RECORDS PROVIDED »
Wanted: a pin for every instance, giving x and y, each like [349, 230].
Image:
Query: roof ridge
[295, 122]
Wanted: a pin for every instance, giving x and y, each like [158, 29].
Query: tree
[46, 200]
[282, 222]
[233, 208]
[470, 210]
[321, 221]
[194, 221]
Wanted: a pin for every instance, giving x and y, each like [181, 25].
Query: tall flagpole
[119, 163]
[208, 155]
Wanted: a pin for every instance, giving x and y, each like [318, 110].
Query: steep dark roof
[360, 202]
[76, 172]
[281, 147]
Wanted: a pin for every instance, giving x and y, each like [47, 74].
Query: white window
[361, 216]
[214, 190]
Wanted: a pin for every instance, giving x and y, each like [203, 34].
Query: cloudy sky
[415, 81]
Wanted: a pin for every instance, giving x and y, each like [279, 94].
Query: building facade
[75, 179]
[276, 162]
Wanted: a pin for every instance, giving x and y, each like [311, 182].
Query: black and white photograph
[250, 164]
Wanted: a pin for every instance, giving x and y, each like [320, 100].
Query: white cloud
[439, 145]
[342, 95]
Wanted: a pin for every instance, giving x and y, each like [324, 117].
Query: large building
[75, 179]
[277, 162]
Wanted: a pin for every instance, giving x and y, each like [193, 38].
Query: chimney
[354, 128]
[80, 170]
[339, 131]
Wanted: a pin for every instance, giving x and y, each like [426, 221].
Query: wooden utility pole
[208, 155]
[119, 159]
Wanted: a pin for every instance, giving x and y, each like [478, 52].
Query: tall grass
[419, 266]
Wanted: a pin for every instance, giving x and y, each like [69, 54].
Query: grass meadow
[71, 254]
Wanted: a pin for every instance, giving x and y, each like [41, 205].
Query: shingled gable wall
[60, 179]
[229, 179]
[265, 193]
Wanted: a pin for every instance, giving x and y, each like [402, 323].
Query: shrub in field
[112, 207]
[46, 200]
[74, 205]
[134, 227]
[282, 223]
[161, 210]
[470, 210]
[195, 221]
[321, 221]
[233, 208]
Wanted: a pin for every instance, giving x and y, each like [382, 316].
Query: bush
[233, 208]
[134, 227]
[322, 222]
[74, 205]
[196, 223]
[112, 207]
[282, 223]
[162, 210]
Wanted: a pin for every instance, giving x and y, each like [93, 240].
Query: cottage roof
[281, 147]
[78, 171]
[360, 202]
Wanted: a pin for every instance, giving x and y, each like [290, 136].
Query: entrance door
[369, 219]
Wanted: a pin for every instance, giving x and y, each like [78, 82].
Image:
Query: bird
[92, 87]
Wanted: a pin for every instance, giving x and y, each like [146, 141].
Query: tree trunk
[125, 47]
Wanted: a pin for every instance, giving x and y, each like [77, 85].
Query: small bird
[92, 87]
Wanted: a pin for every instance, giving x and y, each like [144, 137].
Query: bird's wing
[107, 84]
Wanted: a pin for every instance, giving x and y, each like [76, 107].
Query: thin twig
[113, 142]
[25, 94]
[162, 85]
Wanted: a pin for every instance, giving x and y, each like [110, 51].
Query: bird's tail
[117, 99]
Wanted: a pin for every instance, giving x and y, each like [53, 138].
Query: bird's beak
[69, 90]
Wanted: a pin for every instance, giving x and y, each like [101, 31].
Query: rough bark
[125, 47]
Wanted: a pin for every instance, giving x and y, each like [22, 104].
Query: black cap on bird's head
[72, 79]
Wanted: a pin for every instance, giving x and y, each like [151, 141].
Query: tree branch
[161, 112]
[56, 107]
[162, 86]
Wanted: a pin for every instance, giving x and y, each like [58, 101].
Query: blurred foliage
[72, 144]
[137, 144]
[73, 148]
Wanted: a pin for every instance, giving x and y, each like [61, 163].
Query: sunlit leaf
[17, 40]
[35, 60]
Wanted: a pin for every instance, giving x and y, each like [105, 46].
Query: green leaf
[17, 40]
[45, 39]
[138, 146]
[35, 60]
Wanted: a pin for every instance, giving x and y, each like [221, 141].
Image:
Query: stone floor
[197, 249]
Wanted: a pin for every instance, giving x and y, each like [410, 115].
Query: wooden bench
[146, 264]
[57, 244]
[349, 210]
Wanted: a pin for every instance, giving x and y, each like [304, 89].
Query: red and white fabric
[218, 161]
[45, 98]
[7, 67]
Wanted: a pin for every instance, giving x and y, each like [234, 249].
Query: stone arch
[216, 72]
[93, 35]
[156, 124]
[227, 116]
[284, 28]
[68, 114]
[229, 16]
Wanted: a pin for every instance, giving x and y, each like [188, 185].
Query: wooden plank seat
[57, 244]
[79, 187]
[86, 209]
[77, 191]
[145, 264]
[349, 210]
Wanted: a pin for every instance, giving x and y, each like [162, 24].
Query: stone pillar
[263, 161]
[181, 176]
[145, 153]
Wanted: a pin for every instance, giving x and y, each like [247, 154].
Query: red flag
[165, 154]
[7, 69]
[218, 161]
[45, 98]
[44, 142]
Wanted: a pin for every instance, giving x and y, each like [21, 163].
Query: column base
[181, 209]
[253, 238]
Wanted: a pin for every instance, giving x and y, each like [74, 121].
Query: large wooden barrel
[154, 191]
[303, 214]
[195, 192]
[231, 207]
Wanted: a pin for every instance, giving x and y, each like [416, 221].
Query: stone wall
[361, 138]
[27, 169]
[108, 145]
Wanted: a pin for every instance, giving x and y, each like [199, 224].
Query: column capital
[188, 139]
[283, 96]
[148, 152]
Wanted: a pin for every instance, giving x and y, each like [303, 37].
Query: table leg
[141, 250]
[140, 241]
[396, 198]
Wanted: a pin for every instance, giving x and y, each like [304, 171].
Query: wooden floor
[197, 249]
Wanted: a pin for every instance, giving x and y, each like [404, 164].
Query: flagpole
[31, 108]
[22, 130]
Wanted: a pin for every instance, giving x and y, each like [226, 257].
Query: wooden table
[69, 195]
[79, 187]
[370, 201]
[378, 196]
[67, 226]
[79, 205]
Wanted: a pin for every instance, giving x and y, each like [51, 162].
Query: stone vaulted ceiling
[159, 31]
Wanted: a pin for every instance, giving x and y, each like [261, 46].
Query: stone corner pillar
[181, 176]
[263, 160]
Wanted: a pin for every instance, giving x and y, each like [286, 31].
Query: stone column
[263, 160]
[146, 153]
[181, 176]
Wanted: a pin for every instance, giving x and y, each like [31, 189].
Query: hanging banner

WHAT YOU ARE ASKED TO DO » Reproduce only the lines running from the one that contains "like [74, 121]." to the last line of the records.

OUTPUT FOR THIS TASK »
Wanted: a pin for every instance, giving x and y, each like [74, 121].
Query: large wooden barrel
[154, 191]
[303, 214]
[195, 192]
[231, 207]
Wanted: a pin for every instance, giving x and y, each like [416, 221].
Query: stone wall
[361, 138]
[27, 169]
[108, 145]
Wanted: a pin for every instance, giving x and y, each like [199, 224].
Query: column capital
[188, 139]
[283, 96]
[148, 152]
Wanted: a pin for every instance, giving x and y, each like [303, 37].
Query: table leg
[141, 250]
[140, 241]
[396, 198]
Wanted: a pin for every instance, giving x and y, each like [304, 171].
Query: wooden floor
[197, 249]
Wanted: a pin for every instance, giving x and y, each like [404, 164].
Query: flagpole
[31, 108]
[22, 130]
Wanted: a pin for every instance, giving x and y, each like [226, 257].
Query: wooden table
[69, 195]
[79, 187]
[370, 201]
[378, 196]
[67, 226]
[79, 205]
Wanted: a pin for every instance, giving x and y, each like [51, 162].
Query: stone vaulted ceiling
[159, 31]
Wanted: a pin for every instance, giving x and y, each like [261, 46].
Query: stone corner pillar
[181, 176]
[263, 160]
Wanted: a pin for every instance, giving x and y, each like [286, 31].
Query: stone column
[263, 160]
[146, 153]
[181, 176]
Wanted: a pin for every instance, giving x and y, each like [31, 189].
Query: hanging banner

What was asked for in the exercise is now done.